- [TASK OBJECTIVE]
Extend the article about the UN-backed report on environmental damage caused by the world's largest companies, picking up after its last sentence.

- [EXTRACTED TEXT]
- - - - -

A new, unreleased report eight years in the making and funded by the United Nations Principles for Responsible Investment Initiative and the United Nations Environment Programme (UNEP) will examine the business activities of world’s 3,000 biggest public companies and their impact on environments. According to The Guardian (UK), the report will argue these firms contributed $2.2 trillion in environmental damages in 2008 alone. Additionally, if these firms were truly held financially responsible for the costs associated with pollution, it would “wipe out more than one-third of their profits.” All 500 companies on the Standard & Poor index were included in the report.
The report may help highlight the growing cost of free corporate access to a range of environmental public goods. The Guardian says the report is integral to international efforts to put a “price on global environmental damage,” which could help create arguments for removing billions in subsidies for polluting industries or inefficient business practices. Richard Mattison of Trucost, authors of the report, told The Guardian: “What we’re talking about is a completely new paradigm. Externalities of this scale and nature pose a major risk to the global economy and markets are not fully aware of these risks, nor do they know how to deal with them.”

- - - - -

- [DATA EXTRACT]
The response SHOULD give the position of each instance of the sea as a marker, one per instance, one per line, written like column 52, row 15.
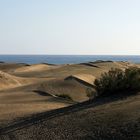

- - - - -

- [EXERCISE OUTPUT]
According to Trucost, much of the unquantified environmental costs were linked to GHG emissions, which are now widely understood as the primary causes of climate change. Local air pollution in the form of particulates and the over-use and pollution of fresh water were seen as other unpaid environmental costs. A number of key sectors are seen as doing more heavy damage to the environment — firms include power companies and metal producers. “Heavy water users like food, drink and clothing companies are also likely to feature high up on the list.” The final report will also cover the cost of firm’s toxic waste practices, as well as consumer damage to the environment.
Mattison argues governments need to end the free ride. “Whether they actually have to pay for these costs will be determined by the appetite for policy makers to enforce the ‘polluter pays’ principle. We should be seeking ways to fix the system, rather than waiting for the economy to adapt. Continued inefficient use of natural resources will cause significant impacts on [national economies] overall, and a massive problem for governments to fix.” Environmentally-minded investors can help encourage companies to collaborate in this process. “One of the things investors can do is engage with companies in a collaborative way,” he said to The New York Times’ Green Inc blog.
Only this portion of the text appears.